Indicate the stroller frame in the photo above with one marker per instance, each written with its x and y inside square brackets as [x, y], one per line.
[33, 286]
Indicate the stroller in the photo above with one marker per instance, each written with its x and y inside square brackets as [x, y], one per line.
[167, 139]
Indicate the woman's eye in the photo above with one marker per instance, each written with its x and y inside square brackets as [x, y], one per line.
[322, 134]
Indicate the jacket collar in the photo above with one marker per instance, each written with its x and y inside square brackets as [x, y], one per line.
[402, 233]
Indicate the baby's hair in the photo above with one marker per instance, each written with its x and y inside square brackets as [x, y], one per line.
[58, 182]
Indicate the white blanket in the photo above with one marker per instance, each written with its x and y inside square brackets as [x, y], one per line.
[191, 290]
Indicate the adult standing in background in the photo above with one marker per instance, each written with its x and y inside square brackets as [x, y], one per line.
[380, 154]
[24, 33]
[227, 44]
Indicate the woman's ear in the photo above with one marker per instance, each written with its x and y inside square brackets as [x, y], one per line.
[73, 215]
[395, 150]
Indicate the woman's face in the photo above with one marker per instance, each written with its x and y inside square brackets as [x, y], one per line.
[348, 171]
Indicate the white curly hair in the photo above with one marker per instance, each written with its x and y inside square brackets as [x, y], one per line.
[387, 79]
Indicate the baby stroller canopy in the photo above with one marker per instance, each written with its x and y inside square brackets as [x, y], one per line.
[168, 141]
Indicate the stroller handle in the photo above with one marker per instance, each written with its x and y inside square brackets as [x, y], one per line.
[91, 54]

______________________________

(Exercise objective):
Can you give every line of the records above as a Markdown table, with a "Row" column numbering each line and a "Line" column holding its text, leaving out any blank lines?

(Response for this exercise):
| Row | Line |
|---|---|
| 1 | Indicate the stroller frame in the photo above with one marker per instance, each written with its x and y inside square brackets as [x, y], one per line. |
| 2 | [33, 286] |
| 3 | Indicate the stroller in the photo above with one marker per instance, each written with its x and y inside square brackets as [x, y], one per line. |
| 4 | [167, 139] |
| 5 | Indicate the woman's eye in the photo above with one marker per instance, each written with its x and y inside square brackets as [x, y], one per line. |
| 6 | [322, 134] |
| 7 | Indicate the jacket collar in the photo above with one marker per instance, each written with its x and y inside square brackets as [x, y], one per line. |
| 8 | [402, 233] |
| 9 | Indicate the baby's hair in the photo above with one marker per instance, each written with its x and y inside square brackets as [x, y], one per line. |
| 10 | [58, 182] |
| 11 | Indicate the white blanket in the photo above with one marker per instance, each written with its x and y inside square brackets as [x, y], one per line. |
| 12 | [191, 290] |
| 13 | Indicate the adult standing in background in the photo above with one marker per instance, each written with its x and y inside square brackets as [x, y], one per line. |
| 14 | [380, 154] |
| 15 | [24, 33] |
| 16 | [227, 44] |
| 17 | Indicate the woman's ear in the photo above with one marker per instance, each written with its x and y inside square brackets as [x, y], one per line. |
| 18 | [73, 215] |
| 19 | [395, 150] |
| 20 | Indicate the woman's face in the photo above with one marker per instance, each written with its x and y inside square brackets as [x, y], one per line. |
| 21 | [348, 171] |
| 22 | Indicate the white curly hair in the photo above with one marker per instance, each written with its x and y inside square brackets as [x, y], one per line. |
| 23 | [387, 79] |
| 24 | Indicate the baby stroller canopy in the photo above with one marker per instance, each written with its x and y inside square brackets as [x, y], one per line. |
| 25 | [168, 141] |
| 26 | Indicate the stroller handle in the photo above with one marker per instance, each written with its x and y inside square brackets as [x, y], one per line. |
| 27 | [91, 54] |